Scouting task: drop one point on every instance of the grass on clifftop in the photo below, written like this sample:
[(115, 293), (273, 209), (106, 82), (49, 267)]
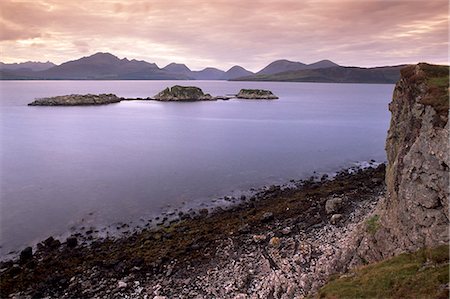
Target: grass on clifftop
[(423, 274)]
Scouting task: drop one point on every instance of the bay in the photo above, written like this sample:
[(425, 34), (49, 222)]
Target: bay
[(99, 165)]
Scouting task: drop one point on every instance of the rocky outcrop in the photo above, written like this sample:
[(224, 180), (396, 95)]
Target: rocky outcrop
[(415, 212), (256, 94), (183, 93), (77, 100)]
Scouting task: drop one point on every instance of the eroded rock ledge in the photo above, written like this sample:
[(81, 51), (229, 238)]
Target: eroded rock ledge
[(256, 94), (77, 100), (175, 93), (183, 93)]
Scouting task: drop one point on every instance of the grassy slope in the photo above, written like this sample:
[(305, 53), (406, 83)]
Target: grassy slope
[(422, 274)]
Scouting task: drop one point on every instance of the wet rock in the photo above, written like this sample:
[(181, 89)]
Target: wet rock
[(182, 93), (51, 243), (336, 218), (77, 100), (71, 242), (259, 238), (333, 205), (256, 94), (244, 228), (121, 284), (26, 254), (286, 231), (267, 216), (275, 242), (203, 212)]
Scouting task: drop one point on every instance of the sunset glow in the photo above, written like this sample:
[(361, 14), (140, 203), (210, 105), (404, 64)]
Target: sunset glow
[(223, 33)]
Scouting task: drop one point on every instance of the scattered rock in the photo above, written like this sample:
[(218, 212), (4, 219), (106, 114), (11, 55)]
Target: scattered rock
[(333, 205), (121, 284), (336, 218), (26, 254), (256, 94), (275, 242), (77, 100), (259, 238), (182, 93), (267, 216), (71, 242)]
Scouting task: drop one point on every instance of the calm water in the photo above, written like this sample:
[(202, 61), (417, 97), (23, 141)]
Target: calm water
[(61, 166)]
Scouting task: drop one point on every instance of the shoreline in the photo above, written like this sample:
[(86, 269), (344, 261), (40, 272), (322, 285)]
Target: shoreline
[(150, 255), (88, 232)]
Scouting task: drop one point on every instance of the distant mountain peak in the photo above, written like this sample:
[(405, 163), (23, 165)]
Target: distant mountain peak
[(236, 71), (179, 68), (281, 65)]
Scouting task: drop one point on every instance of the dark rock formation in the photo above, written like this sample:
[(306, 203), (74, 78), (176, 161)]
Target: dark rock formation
[(256, 94), (26, 254), (182, 93), (415, 212), (77, 100)]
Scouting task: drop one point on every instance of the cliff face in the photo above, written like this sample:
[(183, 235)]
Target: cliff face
[(415, 212)]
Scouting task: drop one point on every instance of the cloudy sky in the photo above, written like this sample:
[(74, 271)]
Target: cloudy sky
[(222, 33)]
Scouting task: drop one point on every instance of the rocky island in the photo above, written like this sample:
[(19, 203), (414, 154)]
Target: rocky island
[(284, 242), (179, 93), (256, 94), (77, 100), (175, 93)]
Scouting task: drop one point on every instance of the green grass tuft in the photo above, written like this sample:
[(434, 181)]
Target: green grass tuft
[(373, 224), (423, 274)]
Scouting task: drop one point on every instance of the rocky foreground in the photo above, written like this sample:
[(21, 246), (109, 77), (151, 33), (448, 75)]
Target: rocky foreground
[(175, 93), (183, 93), (280, 243), (77, 100), (256, 94)]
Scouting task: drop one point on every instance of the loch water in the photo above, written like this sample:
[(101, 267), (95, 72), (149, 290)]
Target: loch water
[(65, 167)]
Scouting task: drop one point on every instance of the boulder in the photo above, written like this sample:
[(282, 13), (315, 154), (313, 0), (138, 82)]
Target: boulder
[(182, 93), (256, 94), (72, 242), (336, 218), (333, 205), (77, 100), (26, 254)]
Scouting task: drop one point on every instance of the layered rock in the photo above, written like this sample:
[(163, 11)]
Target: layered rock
[(256, 94), (183, 93), (77, 100), (415, 212)]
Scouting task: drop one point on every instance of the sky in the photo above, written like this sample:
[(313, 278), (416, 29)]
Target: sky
[(223, 33)]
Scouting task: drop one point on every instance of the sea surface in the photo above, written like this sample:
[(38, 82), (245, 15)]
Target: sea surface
[(66, 167)]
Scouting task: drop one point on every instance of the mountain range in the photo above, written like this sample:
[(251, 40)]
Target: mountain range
[(105, 66)]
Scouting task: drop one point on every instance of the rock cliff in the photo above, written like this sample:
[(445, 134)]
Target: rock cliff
[(415, 212)]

## WHAT YOU HAVE TO DO:
Every line from the one holding "Target: sea surface" through the final line of the listing must be echoed exactly; leave out all other lines.

## RESULT FOR THIS EXERCISE:
Target: sea surface
[(66, 167)]
Scouting task: drop one point on every instance of the mountain range in the photo above, written like this sample:
[(251, 40)]
Target: mountain range
[(105, 66)]
Scouting task: drop one point on every instance of the rock cliff in the photo above, written like this sample:
[(445, 134)]
Target: rock cliff
[(415, 212)]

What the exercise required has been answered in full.